Exercise aim:
Every line of the material below must be repeated exactly.

Collected data entries:
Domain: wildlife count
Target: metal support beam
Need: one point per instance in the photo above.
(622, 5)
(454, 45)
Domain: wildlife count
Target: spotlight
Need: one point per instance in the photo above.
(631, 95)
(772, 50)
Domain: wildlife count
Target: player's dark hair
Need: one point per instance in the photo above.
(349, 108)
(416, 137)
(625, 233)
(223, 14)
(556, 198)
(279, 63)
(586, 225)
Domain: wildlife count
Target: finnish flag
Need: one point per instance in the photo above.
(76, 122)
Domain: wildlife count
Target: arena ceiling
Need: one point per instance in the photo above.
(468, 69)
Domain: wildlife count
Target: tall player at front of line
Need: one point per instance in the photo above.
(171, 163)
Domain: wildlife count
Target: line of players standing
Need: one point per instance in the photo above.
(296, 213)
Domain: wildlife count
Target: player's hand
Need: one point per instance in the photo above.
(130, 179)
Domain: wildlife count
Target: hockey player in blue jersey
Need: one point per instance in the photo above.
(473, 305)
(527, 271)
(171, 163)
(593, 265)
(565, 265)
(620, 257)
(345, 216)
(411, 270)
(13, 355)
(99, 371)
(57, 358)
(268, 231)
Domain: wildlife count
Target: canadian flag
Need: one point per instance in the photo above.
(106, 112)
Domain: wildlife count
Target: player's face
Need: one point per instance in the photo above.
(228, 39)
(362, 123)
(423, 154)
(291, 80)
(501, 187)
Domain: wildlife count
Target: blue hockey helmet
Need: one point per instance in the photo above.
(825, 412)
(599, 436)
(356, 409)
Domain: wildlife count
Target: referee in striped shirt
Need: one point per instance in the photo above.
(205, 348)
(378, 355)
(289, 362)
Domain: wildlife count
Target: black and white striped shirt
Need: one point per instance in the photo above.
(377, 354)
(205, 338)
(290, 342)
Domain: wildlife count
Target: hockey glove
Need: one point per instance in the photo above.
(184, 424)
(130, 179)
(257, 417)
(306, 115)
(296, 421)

Complete answer:
Domain: wildlife count
Target: metal support beam
Need: one point per instance in the photo above.
(622, 5)
(454, 45)
Domain: wildlife count
Target: spotlight
Need: one point per instance in the photo above.
(631, 95)
(772, 50)
Domain: wildlife count
Target: player's dark hair
Need: one point per instance in the photo above.
(349, 108)
(416, 137)
(625, 233)
(223, 14)
(556, 198)
(279, 63)
(586, 225)
Domain: wildlife count
Target: finnish flag
Need: one point per instance in the photo above.
(76, 122)
Domain: wildlife count
Target: arena ceiling
Need: one point per instance in the photo above.
(468, 69)
Domain: wildlife count
Target: tall player at front of line
Need: one point per instance in the photo above.
(171, 163)
Domain: wildlife count
Target: line of players standing
Need: one point per instance in the photo above.
(296, 213)
Domain: wildlife count
Target: player's hand
Need: one point per instance in the photo above.
(130, 179)
Domain: wildlife count
Target: hockey player in blue jersey
Need: one point per instance in the photo above.
(473, 305)
(527, 271)
(171, 163)
(593, 265)
(565, 265)
(620, 257)
(345, 216)
(411, 270)
(13, 355)
(99, 371)
(57, 358)
(268, 231)
Domain: wildlife count
Target: canadian flag
Need: one point per instance in the photo above.
(106, 112)
Domain: wildlife count
Target: player's face
Need: one point per instance in the photo above.
(228, 39)
(362, 123)
(423, 154)
(291, 80)
(501, 187)
Domain: wildlife count
Target: blue hockey helmet
Need: one point per instance in the photo above.
(825, 412)
(599, 436)
(356, 409)
Domain: wildlife count
Target: referee in striped shirt
Need: one point per instance in the photo above.
(205, 348)
(378, 355)
(289, 362)
Domain: wildlife count
Target: black and white striped shirt
Need: one point per instance in the photo above.
(377, 354)
(205, 338)
(290, 342)
Domain: wildlife count
Target: hockey glove
Need: one point per instance in the photo above.
(184, 424)
(130, 179)
(257, 417)
(306, 115)
(296, 421)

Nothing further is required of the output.